● **GIVEN PROBLEM**: Please format the data below as a numbered list, omitting blank lines and leaving out the pictures.

● **ROWS**:

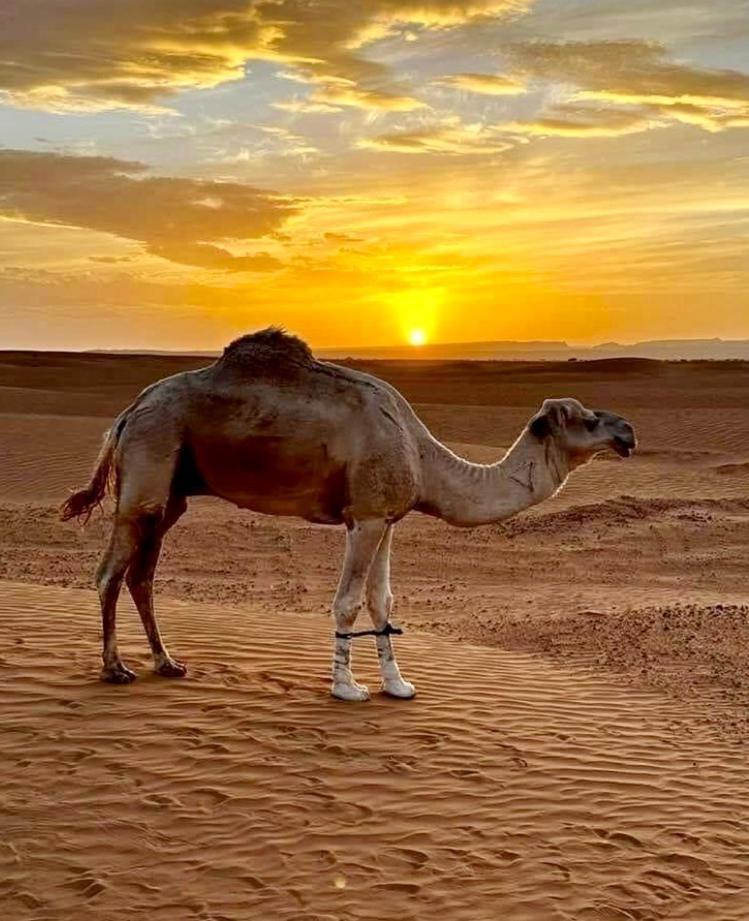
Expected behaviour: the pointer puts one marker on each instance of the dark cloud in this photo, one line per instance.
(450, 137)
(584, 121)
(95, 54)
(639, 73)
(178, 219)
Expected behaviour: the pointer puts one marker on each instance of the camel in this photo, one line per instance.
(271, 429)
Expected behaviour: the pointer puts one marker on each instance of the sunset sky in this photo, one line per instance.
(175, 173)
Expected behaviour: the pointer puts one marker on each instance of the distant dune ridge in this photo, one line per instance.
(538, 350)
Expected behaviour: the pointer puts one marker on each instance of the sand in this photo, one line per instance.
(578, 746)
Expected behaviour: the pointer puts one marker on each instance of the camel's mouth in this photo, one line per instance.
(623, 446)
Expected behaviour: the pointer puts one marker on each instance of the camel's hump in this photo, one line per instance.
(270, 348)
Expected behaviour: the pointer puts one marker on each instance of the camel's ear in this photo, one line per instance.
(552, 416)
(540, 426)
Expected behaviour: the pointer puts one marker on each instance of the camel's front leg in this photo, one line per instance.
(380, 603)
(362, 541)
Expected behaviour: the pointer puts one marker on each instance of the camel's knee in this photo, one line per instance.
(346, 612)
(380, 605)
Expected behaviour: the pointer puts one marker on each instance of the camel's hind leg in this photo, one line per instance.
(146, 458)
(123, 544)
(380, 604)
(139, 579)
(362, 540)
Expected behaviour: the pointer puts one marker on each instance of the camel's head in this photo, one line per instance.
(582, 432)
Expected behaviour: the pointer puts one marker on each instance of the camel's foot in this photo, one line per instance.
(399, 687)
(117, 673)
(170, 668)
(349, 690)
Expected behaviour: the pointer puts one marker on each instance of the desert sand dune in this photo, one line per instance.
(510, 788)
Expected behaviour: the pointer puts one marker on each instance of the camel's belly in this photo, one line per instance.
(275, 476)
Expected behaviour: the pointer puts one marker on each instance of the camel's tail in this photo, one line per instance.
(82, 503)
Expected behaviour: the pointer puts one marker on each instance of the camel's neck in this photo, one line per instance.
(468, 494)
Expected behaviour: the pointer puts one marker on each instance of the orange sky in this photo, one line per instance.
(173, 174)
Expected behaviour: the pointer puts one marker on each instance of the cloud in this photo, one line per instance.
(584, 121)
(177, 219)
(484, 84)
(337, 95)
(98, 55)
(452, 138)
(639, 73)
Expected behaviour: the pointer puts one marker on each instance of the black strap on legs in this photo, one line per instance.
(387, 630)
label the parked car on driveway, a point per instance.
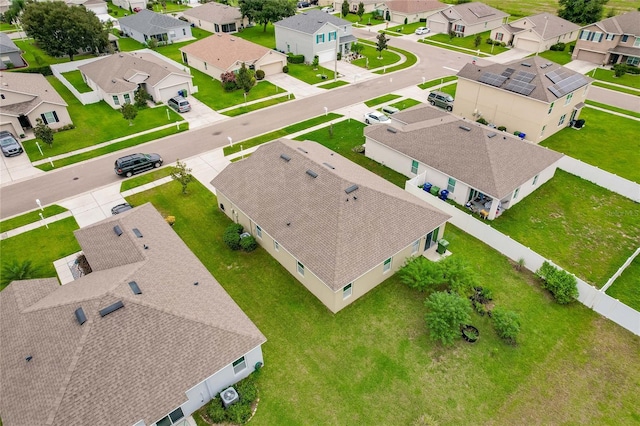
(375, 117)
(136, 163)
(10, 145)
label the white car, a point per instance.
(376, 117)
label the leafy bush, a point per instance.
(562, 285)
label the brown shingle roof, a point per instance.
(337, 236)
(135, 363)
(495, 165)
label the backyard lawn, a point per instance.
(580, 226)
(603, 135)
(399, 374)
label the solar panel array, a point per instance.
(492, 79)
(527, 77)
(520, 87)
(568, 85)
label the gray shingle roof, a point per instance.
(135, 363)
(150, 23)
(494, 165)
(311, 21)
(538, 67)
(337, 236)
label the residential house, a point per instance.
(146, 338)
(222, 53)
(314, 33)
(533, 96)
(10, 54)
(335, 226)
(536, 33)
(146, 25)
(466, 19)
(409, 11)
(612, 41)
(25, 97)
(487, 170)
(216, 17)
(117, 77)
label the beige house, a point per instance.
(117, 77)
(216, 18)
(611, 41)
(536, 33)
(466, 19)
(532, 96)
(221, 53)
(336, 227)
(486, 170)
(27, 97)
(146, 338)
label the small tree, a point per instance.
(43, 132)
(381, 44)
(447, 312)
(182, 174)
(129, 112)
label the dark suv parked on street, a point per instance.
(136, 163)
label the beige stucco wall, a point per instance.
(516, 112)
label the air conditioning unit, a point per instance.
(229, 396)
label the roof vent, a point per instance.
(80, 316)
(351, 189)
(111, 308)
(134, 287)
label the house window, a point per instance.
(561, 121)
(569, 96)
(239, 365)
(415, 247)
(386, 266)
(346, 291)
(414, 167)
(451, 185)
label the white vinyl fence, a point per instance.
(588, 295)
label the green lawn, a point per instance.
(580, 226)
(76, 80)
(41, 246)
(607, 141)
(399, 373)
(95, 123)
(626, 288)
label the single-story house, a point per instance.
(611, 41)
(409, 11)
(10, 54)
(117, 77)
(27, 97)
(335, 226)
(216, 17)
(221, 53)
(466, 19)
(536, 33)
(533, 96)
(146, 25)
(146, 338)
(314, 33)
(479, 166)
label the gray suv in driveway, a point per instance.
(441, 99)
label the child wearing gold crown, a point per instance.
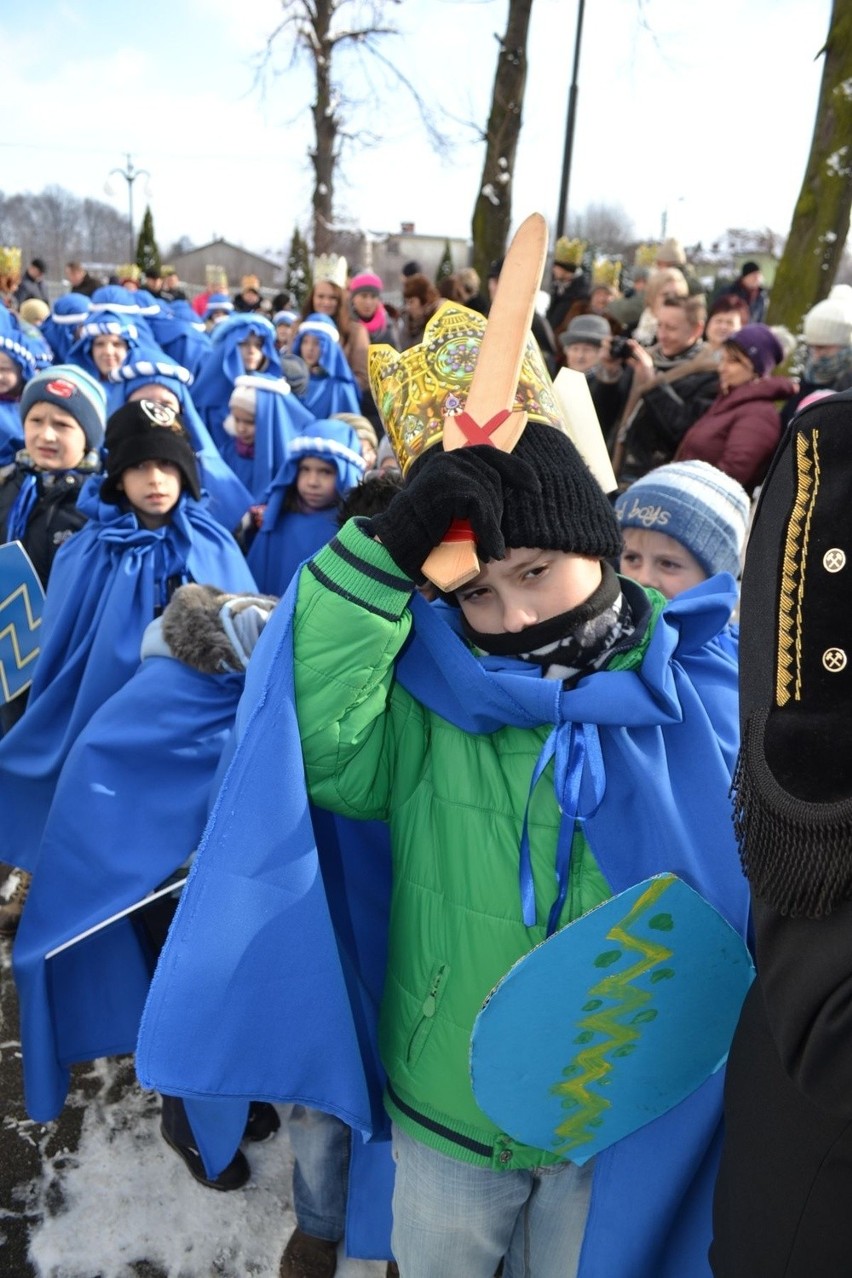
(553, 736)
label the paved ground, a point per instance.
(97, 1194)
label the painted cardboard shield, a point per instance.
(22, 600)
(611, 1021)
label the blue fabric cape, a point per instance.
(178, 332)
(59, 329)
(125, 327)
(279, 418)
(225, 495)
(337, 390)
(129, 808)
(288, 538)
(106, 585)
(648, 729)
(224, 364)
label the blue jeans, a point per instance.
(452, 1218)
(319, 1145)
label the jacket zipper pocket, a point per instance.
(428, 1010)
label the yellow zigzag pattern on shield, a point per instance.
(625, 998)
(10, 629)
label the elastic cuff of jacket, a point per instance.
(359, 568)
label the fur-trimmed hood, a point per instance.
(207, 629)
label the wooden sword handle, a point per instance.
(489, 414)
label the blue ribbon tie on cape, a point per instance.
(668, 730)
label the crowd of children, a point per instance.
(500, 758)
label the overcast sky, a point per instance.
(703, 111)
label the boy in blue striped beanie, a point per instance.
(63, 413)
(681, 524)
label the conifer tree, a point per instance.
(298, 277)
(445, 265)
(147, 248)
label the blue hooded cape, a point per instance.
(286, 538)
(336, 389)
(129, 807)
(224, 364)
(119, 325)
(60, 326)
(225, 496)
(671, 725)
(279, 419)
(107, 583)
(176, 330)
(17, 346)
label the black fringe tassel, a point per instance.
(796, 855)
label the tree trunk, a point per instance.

● **THE ANSWER**:
1. Expected behaviour: the pointer puts one marker on each instance of the dark cloud in this photo, one line per instance.
2. (450, 137)
3. (584, 121)
4. (95, 54)
5. (639, 73)
6. (178, 219)
7. Expected behaviour: the pointer puts one marker on each instance of the camel in this photo, one line per instance.
8. (271, 429)
9. Expected behaviour: the pointer puts one marker on each instance of the sunset sky in this photo, one line per instance.
10. (175, 173)
11. Expected behaviour: the pointer puts one marker on each instance of the distant dune ridge in this photo, one line per instance.
12. (538, 350)
13. Expected behaviour: the pointer puts one marker on each instance of the sand in this photo, one line per instance.
14. (578, 746)
15. Expected behaviour: the pointer puts one marker on each instance of the camel's mouth in this photo, one line per instance.
16. (623, 446)
17. Expected behaviour: the pointer puts one marker on each instance of the camel's hump in this photo, one line per instance.
18. (270, 348)
19. Expected behaviour: the pointer puts one marker on each instance of the camel's ear in this photo, one line per instance.
20. (552, 416)
21. (540, 426)
22. Expected behaviour: the pointer puts one marker on each instance of the camel's front leg in this photo, one line per instance.
23. (380, 603)
24. (362, 541)
25. Expected behaviour: the pointer puts one marker on each instance of the camel's knee in this photo, one line per instance.
26. (346, 612)
27. (380, 605)
28. Expected behaviour: the pointer puts one marker on each instance of the camel's hind leg in this photo, one line per instance.
29. (146, 458)
30. (123, 544)
31. (380, 604)
32. (139, 579)
33. (362, 540)
34. Expected behaviour: the pointer puts one marker on each instance of the camel's head in this photo, one line per instance.
35. (582, 432)
36. Expected behaviour: the pointer puts one marker on each instance of the camel's foot in this photo, one line per instance.
37. (399, 687)
38. (117, 673)
39. (170, 668)
40. (349, 690)
41. Expected behaviour: the pointer puts one marker on each instance of the desert sand dune in this photo, one line per instance.
42. (510, 788)
43. Expected behaviour: the pointer puts one marker on each instance of the camel's belly in this photo, one line per instance.
44. (275, 476)
45. Expected behaviour: the pointer puts one marker on each instance of the camel's tail in this photo, one line per instance.
46. (82, 503)
47. Expected behaviour: the pointer puts one marker on each instance of the camel's neck in this photo, one line per instance.
48. (468, 494)
49. Expected behaviour: the pointer puts one marker on each instance of the orange sky in this photo, one line per instance.
50. (173, 174)
51. Expected behaviour: the pointer puts one marker on each instance of the cloud in this photo, one line per instance.
52. (584, 121)
53. (177, 219)
54. (484, 84)
55. (337, 95)
56. (98, 55)
57. (452, 138)
58. (639, 73)
59. Expected behaviour: the pointer puts one marker on each instance of the black strap on legs in this photo, one line per instance.
60. (387, 630)
61. label the parked car on driveway, a point per instance.
62. (375, 117)
63. (136, 163)
64. (10, 145)
65. label the white car, a point per instance.
66. (376, 117)
67. label the leafy bush, a point per instance.
68. (562, 285)
69. label the brown shingle roof, a point per instance.
70. (337, 236)
71. (135, 363)
72. (495, 165)
73. label the backyard lawn, a point per instance.
74. (580, 226)
75. (603, 135)
76. (399, 374)
77. label the solar panel array, a point per instance.
78. (492, 79)
79. (527, 77)
80. (520, 87)
81. (568, 85)
82. label the gray shingle roof, a point per instance.
83. (135, 363)
84. (150, 23)
85. (494, 165)
86. (311, 21)
87. (538, 67)
88. (337, 236)
89. label the residential house, a point per instance.
90. (146, 338)
91. (222, 53)
92. (314, 33)
93. (533, 96)
94. (10, 54)
95. (335, 226)
96. (536, 33)
97. (146, 25)
98. (466, 19)
99. (409, 11)
100. (612, 41)
101. (25, 97)
102. (487, 170)
103. (216, 17)
104. (117, 77)
105. label the beige house, a point per instance.
106. (117, 77)
107. (216, 18)
108. (611, 41)
109. (536, 33)
110. (466, 19)
111. (532, 96)
112. (221, 53)
113. (336, 227)
114. (486, 170)
115. (27, 97)
116. (146, 338)
117. label the small tree, a point per instance.
118. (43, 132)
119. (381, 44)
120. (447, 312)
121. (182, 174)
122. (129, 112)
123. label the dark suv parked on street, a point per instance.
124. (136, 163)
125. label the beige stucco wall, a point per instance.
126. (516, 112)
127. label the air conditioning unit, a point per instance.
128. (229, 396)
129. label the roof vent, a point per instance.
130. (80, 316)
131. (351, 189)
132. (111, 308)
133. (134, 287)
134. label the house window, a point per instance.
135. (561, 121)
136. (569, 96)
137. (239, 365)
138. (415, 247)
139. (386, 266)
140. (346, 291)
141. (414, 167)
142. (451, 185)
143. label the white vinyl fence, a point per instance.
144. (588, 295)
145. label the green lawn, a point per instance.
146. (580, 226)
147. (76, 80)
148. (41, 246)
149. (607, 141)
150. (399, 373)
151. (95, 123)
152. (626, 288)
153. label the single-story house, a point per instance.
154. (611, 41)
155. (409, 11)
156. (10, 54)
157. (117, 77)
158. (27, 97)
159. (335, 226)
160. (216, 17)
161. (221, 53)
162. (466, 19)
163. (536, 33)
164. (533, 96)
165. (146, 25)
166. (146, 338)
167. (314, 33)
168. (479, 166)
169. label the gray suv in driveway, a point per instance.
170. (441, 99)
171. label the child wearing gold crown, a point per instance.
172. (553, 736)
173. label the paved ground, a point per instance.
174. (97, 1194)
175. label the painted cardboard shield, a point per instance.
176. (22, 600)
177. (611, 1021)
178. label the blue fabric cape, a point per instance.
179. (178, 332)
180. (59, 329)
181. (125, 327)
182. (279, 418)
183. (225, 495)
184. (337, 390)
185. (129, 808)
186. (288, 538)
187. (106, 585)
188. (648, 729)
189. (224, 364)
190. label the blue jeans, a point per instance.
191. (452, 1218)
192. (319, 1145)
193. label the jacket zipper pocket, a point per instance.
194. (428, 1010)
195. label the yellow zigzag pattern on shield, a point per instance.
196. (625, 998)
197. (10, 629)
198. label the elastic cuff of jacket, a point per instance.
199. (359, 568)
200. label the fur-trimmed hood, a point per instance.
201. (207, 629)
202. label the wooden sword handle, a point per instance.
203. (489, 414)
204. label the blue ribbon tie on cape, a point per instance.
205. (668, 730)
206. label the crowd of children, a point per instance.
207. (500, 758)
208. label the overcast sky, a point per instance.
209. (703, 111)
210. label the boy in blue striped beanie, a point per instance.
211. (63, 413)
212. (681, 524)
213. label the conifer tree, a point per instance.
214. (298, 277)
215. (445, 265)
216. (147, 248)
217. label the blue hooded cape, a point per instance.
218. (286, 538)
219. (336, 389)
220. (129, 807)
221. (224, 364)
222. (119, 325)
223. (60, 326)
224. (225, 496)
225. (671, 725)
226. (279, 419)
227. (107, 583)
228. (176, 330)
229. (17, 346)
230. label the black fringe tassel, a point per instance.
231. (796, 855)
232. label the tree trunk, a point per instance.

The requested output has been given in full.